▶ **Esercizi da svolgere**:
- a) Nel testo sul diritto di visita, dalla data di entrata in vigore di quale DPCM sono trascorsi oltre 10 giorni?
- b) Stampa dal testo sul diritto di visita il passo che inizia con "Nonostante siano trascorsi" e prosegue fino a "due comuni separati.".

▶ **Documento di origine**:
+-------+
Nonostante siano trascorsi oltre 10 giorni dall’entrata in vigore del DPCM del 22 marzo 2020, ad oggi il Governo non ha ancora aggiornato la propria pagina istituzionale – http://www.governo.it/it/faq-iorestoacasa – al fine di chiarire se dette limitazioni pregiudichino o meno l’esercizio del diritto di visita qualora i genitori risiedano in due comuni separati.
La recente ordinanza del 26 marzo 2020 del T.C. di Bari
Recentemente, la Corte d’Appello di Bari si è pronunciata sull’istanza presentata da una madre, genitore collocatario della prole al fine di ottenere “…la sospensione degli incontri tra il padre [Omissis] ed il figlio minore” in quanto “…il minore è collocato presso la madre e che il padre abita in un diverso comune”.
La Corte, nell’accogliere la predetta istanza, sottolinea come:
- “…gli incontri dei minori con genitori dimoranti in comune diverso da quello di residenza dei minori stessi, non realizzano affatto le condizioni di sicurezza e prudenza di cui al D.P.C.M. 9/3/2020, ed all’ancor più restrittivo D.P.C.M. 11/3/2020, dal D.P.C.M. 21/3/2020, e, da ultimo, dal D.P.C.M. del 22/3/2020, dal momento che lo scopo primario della normativa che regola la materia, è una rigorosa e universale limitazione dei movimenti sul territorio, (attualmente con divieto di spostarsi in comuni diversi da quello di dimora), tesa al contenimento del contagio, con conseguente sacrificio di tutti i cittadini ed anche dei minori”;
- non sia verificabile, nel caso di specie, “…che nel corso del rientro il minore presso il genitore collocatario, se il minore, sia stato esposto a rischio sanitario, con conseguente pericolo per coloro che ritroverà al rientro presso l’abitazione del genitore collocatario”;
- “il diritto – dovere dei genitori e dei figli minori di incontrarsi, nell’attuale momento emergenziale, è recessivo rispetto alle limitazioni alla circolazione delle persone, legalmente stabilite per ragioni sanitarie, a mente dell’art. 16 della Costituzione, ed al diritto alla salute, sancito dall’art. 32 Cost.”.
+-------+
▶ **Righe estratte**:
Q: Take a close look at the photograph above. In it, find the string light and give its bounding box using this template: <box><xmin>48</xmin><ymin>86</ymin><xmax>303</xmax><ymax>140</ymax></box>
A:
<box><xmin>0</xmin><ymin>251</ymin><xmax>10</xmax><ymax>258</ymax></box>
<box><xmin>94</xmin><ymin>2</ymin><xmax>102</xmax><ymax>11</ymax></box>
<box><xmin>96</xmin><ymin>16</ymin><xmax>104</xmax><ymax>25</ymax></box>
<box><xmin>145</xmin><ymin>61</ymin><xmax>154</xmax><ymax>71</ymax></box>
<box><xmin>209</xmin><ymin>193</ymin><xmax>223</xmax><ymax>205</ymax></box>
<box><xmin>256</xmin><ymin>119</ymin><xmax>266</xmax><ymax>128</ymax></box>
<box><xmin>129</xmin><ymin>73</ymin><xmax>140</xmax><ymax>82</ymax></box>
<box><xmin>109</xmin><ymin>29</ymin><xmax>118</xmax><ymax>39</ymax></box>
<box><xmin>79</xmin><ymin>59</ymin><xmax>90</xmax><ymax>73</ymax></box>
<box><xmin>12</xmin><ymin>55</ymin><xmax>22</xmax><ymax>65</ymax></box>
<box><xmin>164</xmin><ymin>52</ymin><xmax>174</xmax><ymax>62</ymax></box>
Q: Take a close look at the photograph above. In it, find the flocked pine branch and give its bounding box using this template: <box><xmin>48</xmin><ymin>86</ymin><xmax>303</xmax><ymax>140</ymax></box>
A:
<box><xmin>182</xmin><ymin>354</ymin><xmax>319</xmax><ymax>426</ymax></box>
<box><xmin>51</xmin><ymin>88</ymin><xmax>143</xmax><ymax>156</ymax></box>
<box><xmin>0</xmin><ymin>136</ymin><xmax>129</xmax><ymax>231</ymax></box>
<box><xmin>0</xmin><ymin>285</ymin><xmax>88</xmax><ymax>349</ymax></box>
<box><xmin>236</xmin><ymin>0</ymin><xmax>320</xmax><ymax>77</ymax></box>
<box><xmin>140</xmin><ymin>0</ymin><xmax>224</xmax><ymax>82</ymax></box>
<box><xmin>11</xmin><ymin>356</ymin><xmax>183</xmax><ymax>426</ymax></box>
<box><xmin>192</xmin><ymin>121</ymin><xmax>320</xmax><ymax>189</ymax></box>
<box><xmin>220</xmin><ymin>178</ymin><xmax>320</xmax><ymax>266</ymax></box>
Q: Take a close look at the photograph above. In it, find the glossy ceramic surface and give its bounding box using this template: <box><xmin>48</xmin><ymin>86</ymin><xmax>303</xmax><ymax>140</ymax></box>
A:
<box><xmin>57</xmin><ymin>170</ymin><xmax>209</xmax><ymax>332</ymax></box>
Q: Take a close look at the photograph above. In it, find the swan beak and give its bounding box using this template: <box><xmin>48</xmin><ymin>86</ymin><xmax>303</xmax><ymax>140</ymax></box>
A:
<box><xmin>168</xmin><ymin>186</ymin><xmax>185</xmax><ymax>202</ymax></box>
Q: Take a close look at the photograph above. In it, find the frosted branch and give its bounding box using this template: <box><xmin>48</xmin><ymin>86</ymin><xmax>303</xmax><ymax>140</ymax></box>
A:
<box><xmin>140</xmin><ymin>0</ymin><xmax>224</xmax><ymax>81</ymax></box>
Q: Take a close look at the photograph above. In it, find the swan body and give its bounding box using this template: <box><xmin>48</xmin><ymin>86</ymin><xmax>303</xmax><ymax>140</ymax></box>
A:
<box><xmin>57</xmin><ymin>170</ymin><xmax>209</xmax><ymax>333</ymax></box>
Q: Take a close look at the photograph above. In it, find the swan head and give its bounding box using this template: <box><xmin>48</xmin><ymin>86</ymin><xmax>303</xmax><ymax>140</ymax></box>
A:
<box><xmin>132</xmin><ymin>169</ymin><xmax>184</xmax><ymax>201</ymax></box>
+-------+
▶ **Soluzioni**:
- a) Dal DPCM del 22 marzo 2020.

- b)
Nonostante siano trascorsi oltre 10 giorni dall’entrata in vigore del DPCM del 22 marzo 2020, ad oggi il Governo non ha ancora aggiornato la propria pagina istituzionale – http://www.governo.it/it/faq-iorestoacasa – al fine di chiarire se dette limitazioni pregiudichino o meno l’esercizio del diritto di visita qualora i genitori risiedano in due comuni separati.